### Goal A
In the passage about Pinto's travels, how many times does Pinto say he was sold as a slave?
### Goal B
Resume the piece on Pinto's travels after its final sentence and keep writing in the same voice.

Much later and well after the author's death it was published. And possibly some editing occurred which might explain the very odd way that the Jesuits are dealt with here - that is we know that Pinto was a big fan and gave most of his money to that order leaving only a far smaller amount to his heirs.

Pinto opens by telling us that he was taken captive on 13 occasions and sold as a slave 17 times. All these misfortunes, we are told on the first page, were the result of his sins. Therefore he describes his adventures as a pilgrimage. I think this drives the narrative, fortunes are made - but then lost in shipwreck another view suggested in the introduction is that Pinto portrays himself as a picaro, a happy-go-lucky adventurer who is fated never to be successful, and operates among poorer people, having said that if we do read Pinto 's work as picaresque it would be if not the first than one of the earliest ones to be written, but on the third hand traveller's tales tend to be tall in any case.

The text is a series of bulky episodes each a set of adventures in one country after another, starting from Ethiopia an important Portuguese contact, they hoped to find the realm of Prester John, and to work with him to overthrow Muslims in general and recapture Jerusalem etc, etc... at first everything went well until the Portuguese noticed that the Ethiopians while Christian were not Catholic, they introduced the Inquisition to remedy this situation and then the relationship between the Portuguese and the Ethiopians rapidly went downhill and working eastwards and finally northwards to Japan. Pinto pops up in the Yeman, India, Indonesia, Burma, Thailand, Vietnam, China, and various other places.

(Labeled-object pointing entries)
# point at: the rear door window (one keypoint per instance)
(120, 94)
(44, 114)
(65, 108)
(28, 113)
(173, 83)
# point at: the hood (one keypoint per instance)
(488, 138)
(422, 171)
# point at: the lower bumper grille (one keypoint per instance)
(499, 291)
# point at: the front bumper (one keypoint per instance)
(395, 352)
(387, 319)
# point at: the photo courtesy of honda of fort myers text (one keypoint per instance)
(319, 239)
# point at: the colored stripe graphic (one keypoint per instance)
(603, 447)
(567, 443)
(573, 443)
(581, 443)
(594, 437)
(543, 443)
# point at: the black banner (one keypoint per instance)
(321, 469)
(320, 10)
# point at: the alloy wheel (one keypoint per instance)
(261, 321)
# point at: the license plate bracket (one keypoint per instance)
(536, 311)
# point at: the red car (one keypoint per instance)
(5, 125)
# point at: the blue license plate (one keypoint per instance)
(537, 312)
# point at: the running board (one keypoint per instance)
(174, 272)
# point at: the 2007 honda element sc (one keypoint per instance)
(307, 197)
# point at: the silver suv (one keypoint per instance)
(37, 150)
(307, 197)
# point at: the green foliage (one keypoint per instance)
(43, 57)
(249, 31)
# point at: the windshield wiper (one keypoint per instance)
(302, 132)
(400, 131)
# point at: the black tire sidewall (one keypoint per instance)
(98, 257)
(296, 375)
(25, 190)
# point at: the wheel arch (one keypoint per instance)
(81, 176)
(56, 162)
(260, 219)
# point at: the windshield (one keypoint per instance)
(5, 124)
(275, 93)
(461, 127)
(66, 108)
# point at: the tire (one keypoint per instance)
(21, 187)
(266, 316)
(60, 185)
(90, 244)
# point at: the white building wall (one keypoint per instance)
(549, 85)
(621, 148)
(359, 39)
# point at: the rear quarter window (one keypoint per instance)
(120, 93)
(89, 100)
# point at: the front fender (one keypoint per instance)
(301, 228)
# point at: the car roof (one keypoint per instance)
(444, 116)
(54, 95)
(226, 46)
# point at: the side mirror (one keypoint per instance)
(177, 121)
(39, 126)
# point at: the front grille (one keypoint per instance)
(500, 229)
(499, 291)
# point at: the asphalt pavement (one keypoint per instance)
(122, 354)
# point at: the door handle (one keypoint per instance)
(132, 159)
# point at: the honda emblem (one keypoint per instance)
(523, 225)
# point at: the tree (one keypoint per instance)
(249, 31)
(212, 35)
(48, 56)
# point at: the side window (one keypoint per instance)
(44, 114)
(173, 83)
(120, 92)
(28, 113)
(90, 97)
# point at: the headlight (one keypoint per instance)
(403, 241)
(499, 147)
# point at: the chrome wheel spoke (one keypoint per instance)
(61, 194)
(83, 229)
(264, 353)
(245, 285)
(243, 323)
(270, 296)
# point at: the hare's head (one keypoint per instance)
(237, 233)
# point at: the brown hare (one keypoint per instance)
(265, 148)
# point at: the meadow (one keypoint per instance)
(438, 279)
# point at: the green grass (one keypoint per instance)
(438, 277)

### Exercise answer A
17 times.

### Exercise answer B
It is hard to credit that Pinto was actually on all the missions that he says he was and there seems to be too much detail at times considering the passage of years between his service and writing his memoirs. This adds layers of complexity to the reading. Is it literally true or autofiction or something like a description of East Asia presented in the form of a travelogue or perhaps it is not consistently one of those but all of them at different points? Perhaps this book is more evidence of the literary creativity of the era and so will refuse to be pigeon holed into one of the genres that we recognise today.

The section about Burma is placed in the text before the story of Francis Xavier's trip to Japan and his death, even though chronologically it happened after. Xavier's activities are compressed in time too, several years vanish between sentences which serves to emphasise his interest in Japan and China at the cost of ignoring his interest in mission to peoples around Malacca.

It maybe that Pinto did not visit everywhere and partake in everything he describes. I felt reading that it was more than odd that he says 'the Portuguese' when since he was one himself, when it would have been natural to say 'we'. Mostly in recounting adventures though he only uses 'the Portuguese', occasionally 'we', even more rarely 'I', and once or twice 'I saw this with my own eyes', so it could be that the book is actually a composite of Portuguese adventures, which mostly involve shipwrecks, but only a few of which Pinto was part of himself.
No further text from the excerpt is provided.